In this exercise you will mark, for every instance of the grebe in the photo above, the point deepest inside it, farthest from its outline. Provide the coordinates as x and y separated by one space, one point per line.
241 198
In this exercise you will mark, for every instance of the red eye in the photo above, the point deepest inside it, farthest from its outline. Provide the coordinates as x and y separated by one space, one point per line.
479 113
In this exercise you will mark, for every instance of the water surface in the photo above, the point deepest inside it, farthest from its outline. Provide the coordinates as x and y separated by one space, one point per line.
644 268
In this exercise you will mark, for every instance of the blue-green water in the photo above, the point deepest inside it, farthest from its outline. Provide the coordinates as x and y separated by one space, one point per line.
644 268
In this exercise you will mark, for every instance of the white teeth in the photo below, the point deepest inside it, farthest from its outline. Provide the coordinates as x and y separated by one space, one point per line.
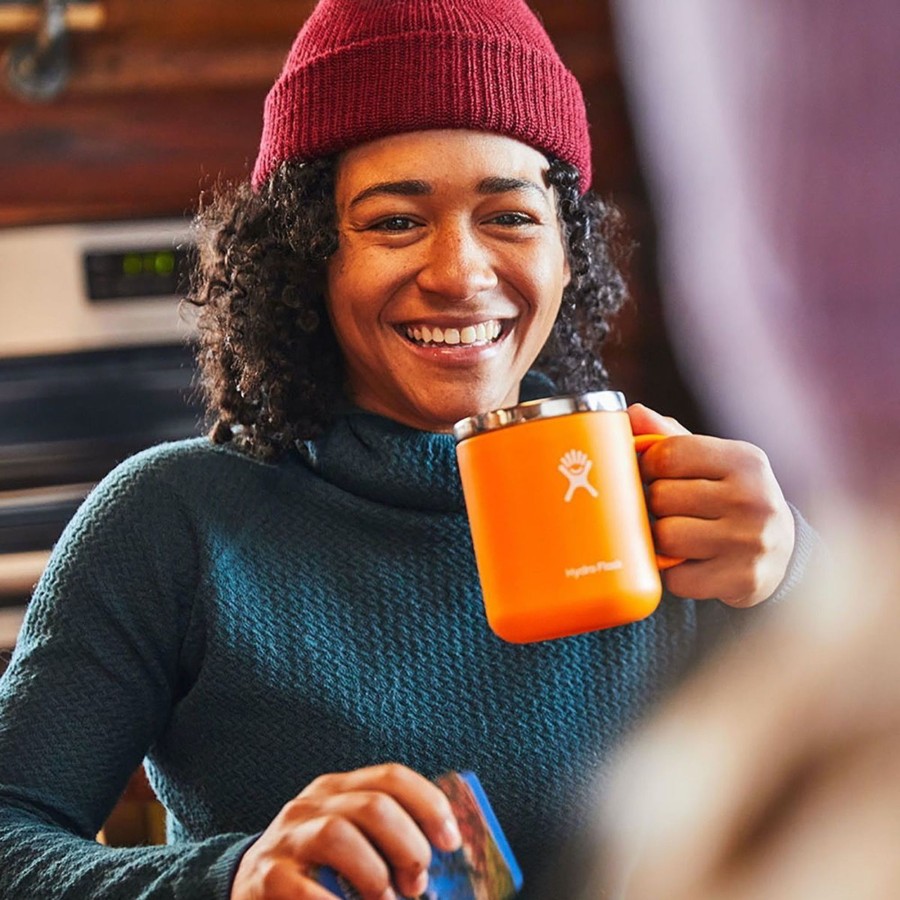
469 334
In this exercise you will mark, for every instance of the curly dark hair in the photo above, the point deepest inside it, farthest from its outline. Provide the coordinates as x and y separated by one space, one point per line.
270 368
──────────────────────────────
## What to do
Edit the data above so that each "outline" becomes "boundary", leave everything else as it is, and omit the pictures from your answer.

## Exercise answer
In this exercise you will mark, for every instance of the grebe in the photo above, the point deepest inside it, farthest from its boundary. Provide the coordinates as x and y separated by one space, one point per line.
241 198
In this exercise you will mark, for every instance of the red eye in the photo above, the point deepest inside it, farthest from its boundary. Provide the coordinates as x and y separated by one space, one point per line.
479 113
In this exercise you will mark, for every instance of the water surface in the photo above, the point deepest inside it, farthest from its boundary. Provide the coordinates as x and y separated by one space, one point per line.
644 268
In this exercise you will mark, for every instance of the blue-green water in the photo above, the point deepest inside it, farthest from its boundary. Provide the coordinates as x and y separated by one space, one point per line.
644 268
In this exercise you will mark, for every instance of the white teeth in the photo below, the point deepest inside it, farthest from its boundary. Provide the coordinates as x and y separated by one space, one point per line.
469 334
In this exercise you will mark, for every instance of the curly dark hair in the photo above, the point deepest inside it, farthest from its boundary. Provide the coordinates as x and y separated by one space, one point per line.
270 368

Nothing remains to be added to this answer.